* STATED EXERCISE: Resume the CAC acceptance decision on Unite's recognition application, picking up right after its last sentence.
## BEGIN PROVIDED PASSAGE
Decision

Acceptance Decision

Updated 24 April 2026

Applies to England, Scotland and Wales

Case Number: TUR1/1527(2026)

17 March 2026

CENTRAL ARBITRATION COMMITTEE

TRADE UNION AND LABOUR RELATIONS (CONSOLIDATION) ACT 1992

SCHEDULE A1 - COLLECTIVE BARGAINING: RECOGNITION

DECISION ON WHETHER TO ACCEPT THE APPLICATION

The Parties:

Unite the Union

and

The Cochrane Collaboration

1. Introduction

1)         Unite the Union (the Union) submitted an application to the Central Arbitration Committee (the CAC) on 9 February 2026 that it should be recognised for collective bargaining by The Cochrane Collaboration (the Employer) for a bargaining unit comprising “All Staff employed in the United Kingdom.” The location of the bargaining unit was given as 1-13 Cavendish Square, London W1G 0AN. The CAC gave both parties notice of receipt of the application on 9 February 2026. The Employer submitted a response to the CAC dated 12 February 2026 which was copied to the Union.

2)         In accordance with section 263 of the Trade Union and Labour Relations (Consolidation) Act 1992 (the Act), the CAC Chair established a Panel to deal with the case. The Panel consisted of Mr Stuart Robertson, Panel Chair, and, as Members, Mr David Cadger and Mr Paul Moloney. The Case Manager appointed to support the Panel was Joanne Curtis and for the purpose of this decision, Nigel Cookson.

2. Issues

3)         The Panel is required by paragraph 15 of Schedule A1 to the Act (the Schedule) to decide whether the Union’s application to the CAC should be accepted because it is valid within the terms of paragraphs 5 to 9, made in accordance with paragraphs 11 or 12 and admissible within the terms of paragraphs 33 to 42 of the Schedule.

4)         The CAC Panel has extended the acceptance period in this case. The initial period expired on 23 February 2026. The acceptance period was extended to 18 March 2026 to allow time for a membership and support check to take place, for the parties to comment on the subsequent report, and for the Panel to consider those comments before arriving at a decision.

3. The Union’s application

5)         In its application the Union said that it had written to the Employer with a formal request for recognition on 19 January 2026. The Union said that the Employer did not respond to the request although it noted receipt of the application to workplace representatives. 

6)         The Union stated that, following receipt of the request for recognition, the Employer had not proposed that Acas should be requested to assist the parties.

7)         According to the Union, the Employer employed 89 workers, all of whom fell within the proposed bargaining unit. The Union stated that it had 24 members within the proposed bargaining unit and its membership list could be provided to the CAC when necessary. 

8)         When asked to provide evidence that the majority of the workers in the bargaining unit were likely to support recognition for collective bargaining, the Union stated that a petition demonstrating majority support could be provided to the CAC when necessary. When asked to give its reasons for selecting the proposed bargaining unit, the Union stated that the bargaining unit represented a discrete operational unit covered by the law of England and Wales.

9)         The Union confirmed that the bargaining unit had not been agreed with the Employer. When asked whether there was any existing recognition agreement covering any of the workers within the bargaining unit, the Union answered ‘no’.
## END PROVIDED PASSAGE
## BEGIN MATERIAL
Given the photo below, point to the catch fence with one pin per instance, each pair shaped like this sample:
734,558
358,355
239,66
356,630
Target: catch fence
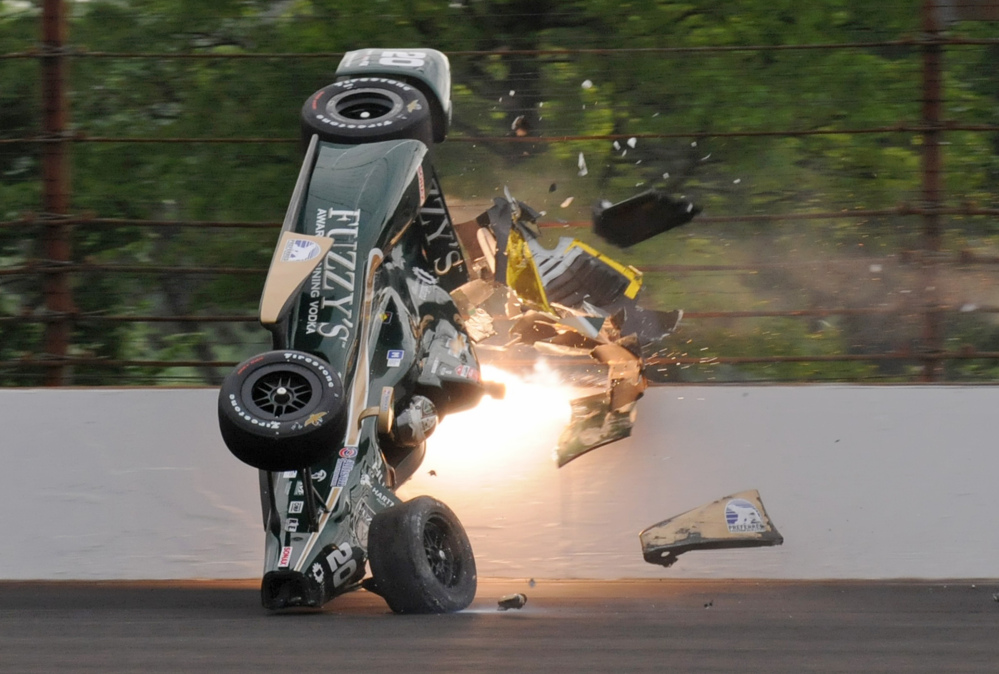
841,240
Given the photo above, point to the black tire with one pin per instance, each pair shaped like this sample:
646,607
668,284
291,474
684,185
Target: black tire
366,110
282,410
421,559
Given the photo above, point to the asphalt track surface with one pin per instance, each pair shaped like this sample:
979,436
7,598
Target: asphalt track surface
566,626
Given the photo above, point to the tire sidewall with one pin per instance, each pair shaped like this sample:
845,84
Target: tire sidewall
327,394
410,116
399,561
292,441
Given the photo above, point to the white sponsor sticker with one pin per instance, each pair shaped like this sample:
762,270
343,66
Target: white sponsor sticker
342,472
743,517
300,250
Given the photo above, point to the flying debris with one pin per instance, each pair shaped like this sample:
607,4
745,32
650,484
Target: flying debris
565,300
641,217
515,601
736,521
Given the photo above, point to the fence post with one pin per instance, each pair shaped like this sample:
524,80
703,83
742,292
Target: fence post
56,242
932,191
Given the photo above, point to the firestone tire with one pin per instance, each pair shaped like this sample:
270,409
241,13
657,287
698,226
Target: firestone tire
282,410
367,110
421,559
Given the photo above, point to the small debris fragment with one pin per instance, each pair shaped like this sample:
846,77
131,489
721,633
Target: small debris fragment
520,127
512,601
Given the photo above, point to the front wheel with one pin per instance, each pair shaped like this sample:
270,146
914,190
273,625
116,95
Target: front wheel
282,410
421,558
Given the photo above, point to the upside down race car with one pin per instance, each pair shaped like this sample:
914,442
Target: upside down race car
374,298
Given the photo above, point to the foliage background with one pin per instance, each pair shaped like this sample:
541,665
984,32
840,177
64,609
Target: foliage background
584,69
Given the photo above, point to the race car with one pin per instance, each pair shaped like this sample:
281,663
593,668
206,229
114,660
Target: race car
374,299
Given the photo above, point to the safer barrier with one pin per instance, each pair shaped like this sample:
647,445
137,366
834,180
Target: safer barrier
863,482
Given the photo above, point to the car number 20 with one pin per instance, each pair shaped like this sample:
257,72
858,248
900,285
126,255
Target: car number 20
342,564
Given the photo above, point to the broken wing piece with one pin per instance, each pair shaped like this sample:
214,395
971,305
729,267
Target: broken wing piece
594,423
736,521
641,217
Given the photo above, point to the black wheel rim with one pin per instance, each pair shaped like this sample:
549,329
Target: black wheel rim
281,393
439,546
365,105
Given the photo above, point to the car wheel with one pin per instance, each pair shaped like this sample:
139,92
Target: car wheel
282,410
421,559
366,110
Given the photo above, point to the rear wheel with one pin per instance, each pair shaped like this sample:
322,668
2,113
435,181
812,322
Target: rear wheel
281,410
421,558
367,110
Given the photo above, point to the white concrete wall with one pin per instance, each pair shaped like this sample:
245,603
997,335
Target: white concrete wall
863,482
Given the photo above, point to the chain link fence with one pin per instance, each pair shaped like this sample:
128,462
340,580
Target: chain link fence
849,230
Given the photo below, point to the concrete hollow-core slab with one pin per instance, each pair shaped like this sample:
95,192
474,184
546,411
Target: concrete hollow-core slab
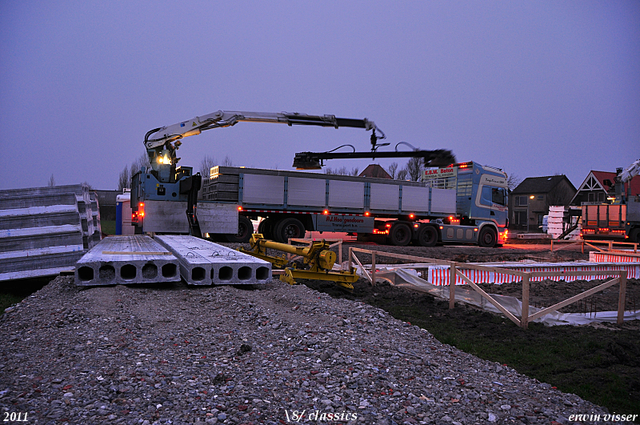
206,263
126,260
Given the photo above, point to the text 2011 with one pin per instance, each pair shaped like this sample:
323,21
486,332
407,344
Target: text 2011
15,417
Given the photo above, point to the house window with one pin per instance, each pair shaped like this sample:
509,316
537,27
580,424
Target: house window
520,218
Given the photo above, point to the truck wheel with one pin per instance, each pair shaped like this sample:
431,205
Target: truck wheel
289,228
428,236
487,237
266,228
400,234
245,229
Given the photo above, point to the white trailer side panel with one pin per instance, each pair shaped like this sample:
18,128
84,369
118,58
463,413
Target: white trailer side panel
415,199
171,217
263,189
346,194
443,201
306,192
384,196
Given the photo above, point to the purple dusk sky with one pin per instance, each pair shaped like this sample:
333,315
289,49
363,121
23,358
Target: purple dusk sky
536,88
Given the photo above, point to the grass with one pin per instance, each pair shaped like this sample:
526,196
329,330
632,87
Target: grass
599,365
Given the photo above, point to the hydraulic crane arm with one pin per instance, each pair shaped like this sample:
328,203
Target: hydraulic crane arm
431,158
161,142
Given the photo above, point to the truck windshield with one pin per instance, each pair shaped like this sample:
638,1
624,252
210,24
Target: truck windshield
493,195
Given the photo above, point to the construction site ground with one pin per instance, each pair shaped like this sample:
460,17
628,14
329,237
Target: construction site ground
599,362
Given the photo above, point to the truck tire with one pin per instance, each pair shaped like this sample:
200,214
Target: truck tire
## END MATERIAL
## BEGIN MATERIAL
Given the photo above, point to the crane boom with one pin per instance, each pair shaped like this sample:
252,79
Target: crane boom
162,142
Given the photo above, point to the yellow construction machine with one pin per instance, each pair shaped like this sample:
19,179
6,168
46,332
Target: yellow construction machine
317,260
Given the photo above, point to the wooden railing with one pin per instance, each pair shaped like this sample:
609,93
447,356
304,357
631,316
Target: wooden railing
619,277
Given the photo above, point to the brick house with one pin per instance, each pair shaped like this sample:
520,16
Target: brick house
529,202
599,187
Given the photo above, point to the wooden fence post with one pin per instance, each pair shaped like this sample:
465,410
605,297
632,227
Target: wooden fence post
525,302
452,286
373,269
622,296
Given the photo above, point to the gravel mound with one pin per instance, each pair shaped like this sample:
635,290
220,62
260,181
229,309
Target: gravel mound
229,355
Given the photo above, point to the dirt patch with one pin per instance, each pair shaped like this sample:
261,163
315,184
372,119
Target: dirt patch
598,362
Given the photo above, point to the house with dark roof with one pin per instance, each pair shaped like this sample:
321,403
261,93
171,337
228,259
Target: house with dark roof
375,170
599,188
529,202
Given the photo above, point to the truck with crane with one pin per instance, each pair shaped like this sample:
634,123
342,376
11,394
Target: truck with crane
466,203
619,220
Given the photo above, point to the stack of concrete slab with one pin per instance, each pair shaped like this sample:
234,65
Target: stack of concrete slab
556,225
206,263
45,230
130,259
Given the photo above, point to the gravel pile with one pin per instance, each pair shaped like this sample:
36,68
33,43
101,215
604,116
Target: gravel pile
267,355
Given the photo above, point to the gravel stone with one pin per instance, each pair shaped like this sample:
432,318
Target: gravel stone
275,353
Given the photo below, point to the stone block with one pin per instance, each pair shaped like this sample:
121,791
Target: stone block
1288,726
## END MATERIAL
## BEGIN MATERIAL
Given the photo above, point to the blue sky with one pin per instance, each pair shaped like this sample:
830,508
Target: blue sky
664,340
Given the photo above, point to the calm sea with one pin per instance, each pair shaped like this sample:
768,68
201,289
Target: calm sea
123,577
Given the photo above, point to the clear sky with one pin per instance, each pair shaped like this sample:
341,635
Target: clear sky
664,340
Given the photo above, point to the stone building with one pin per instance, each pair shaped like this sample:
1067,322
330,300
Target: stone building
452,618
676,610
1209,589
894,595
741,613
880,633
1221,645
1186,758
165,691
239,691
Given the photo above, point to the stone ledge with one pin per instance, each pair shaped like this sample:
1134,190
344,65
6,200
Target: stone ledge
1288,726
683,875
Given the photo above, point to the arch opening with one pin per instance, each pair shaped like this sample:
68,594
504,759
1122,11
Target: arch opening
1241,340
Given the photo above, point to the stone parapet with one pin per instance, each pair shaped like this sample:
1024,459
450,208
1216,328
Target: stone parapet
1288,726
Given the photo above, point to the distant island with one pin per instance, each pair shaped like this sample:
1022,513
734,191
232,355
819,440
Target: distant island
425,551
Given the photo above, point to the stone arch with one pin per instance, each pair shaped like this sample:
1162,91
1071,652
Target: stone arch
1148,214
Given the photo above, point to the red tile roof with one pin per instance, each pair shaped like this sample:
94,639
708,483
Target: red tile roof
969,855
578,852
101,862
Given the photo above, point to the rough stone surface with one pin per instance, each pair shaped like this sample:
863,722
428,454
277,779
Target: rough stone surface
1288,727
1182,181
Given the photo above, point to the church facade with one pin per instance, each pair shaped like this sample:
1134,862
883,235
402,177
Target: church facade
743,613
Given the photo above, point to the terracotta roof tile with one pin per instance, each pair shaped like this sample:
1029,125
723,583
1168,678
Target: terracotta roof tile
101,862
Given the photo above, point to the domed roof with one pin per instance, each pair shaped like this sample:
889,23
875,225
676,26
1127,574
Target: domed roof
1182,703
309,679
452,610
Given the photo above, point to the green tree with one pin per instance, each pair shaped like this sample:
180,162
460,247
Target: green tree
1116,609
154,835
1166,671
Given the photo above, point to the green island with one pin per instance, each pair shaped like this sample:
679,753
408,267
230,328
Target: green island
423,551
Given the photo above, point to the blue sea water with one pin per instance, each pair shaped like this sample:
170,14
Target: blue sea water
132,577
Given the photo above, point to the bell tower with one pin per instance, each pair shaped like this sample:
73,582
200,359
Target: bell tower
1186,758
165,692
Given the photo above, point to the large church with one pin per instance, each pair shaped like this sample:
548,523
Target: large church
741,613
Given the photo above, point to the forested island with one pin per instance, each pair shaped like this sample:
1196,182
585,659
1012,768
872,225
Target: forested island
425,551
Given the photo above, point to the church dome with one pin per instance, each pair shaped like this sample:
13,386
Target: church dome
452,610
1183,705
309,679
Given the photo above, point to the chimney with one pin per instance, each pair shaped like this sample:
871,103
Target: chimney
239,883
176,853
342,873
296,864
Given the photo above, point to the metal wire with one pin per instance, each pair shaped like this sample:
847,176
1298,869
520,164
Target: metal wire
## END MATERIAL
* RESULT:
10)       The Union confirmed it had sent a copy of its application and supporting documents to the Employer on 9 February 2026 and, finally, when asked if it had made a previous application in respect of this or a similar bargaining unit, the Union did not answer.

4. The Employer’s response to the application

11)       In its response to the Union’s application the Employer stated that it had received the Union’s written request for recognition on 19 January 2026 via email to the Chief Executive Officer (the CEO) and Chief Operating Officer (the COO) and that, in addition, one of the newly appointed employee representatives had emailed directly to the CEO and COO on two dates – 20 January 2026 to introduce themselves and again on 23 January 2026. On 2 February 2026 the COO emailed the employee representative by way of a reply to their emails of 20 & 23 January 2026 requesting further information given that the Employer was concerned that not all employees had been approached. This email was forwarded to the Union on 2 February 2026. Copies of the emails of 2 and 4 February 2026 were attached to its response.

12)       The Employer said that it had received a copy of the application form from the Union on 9 February 2026 via email. When asked if it had agreed the bargaining unit with the Union before it had received a copy of the application form from the Union, the Employer stated “No – we had presumed that this discussion would have followed our request for clarity on the information sought – as per the email of 2 February”.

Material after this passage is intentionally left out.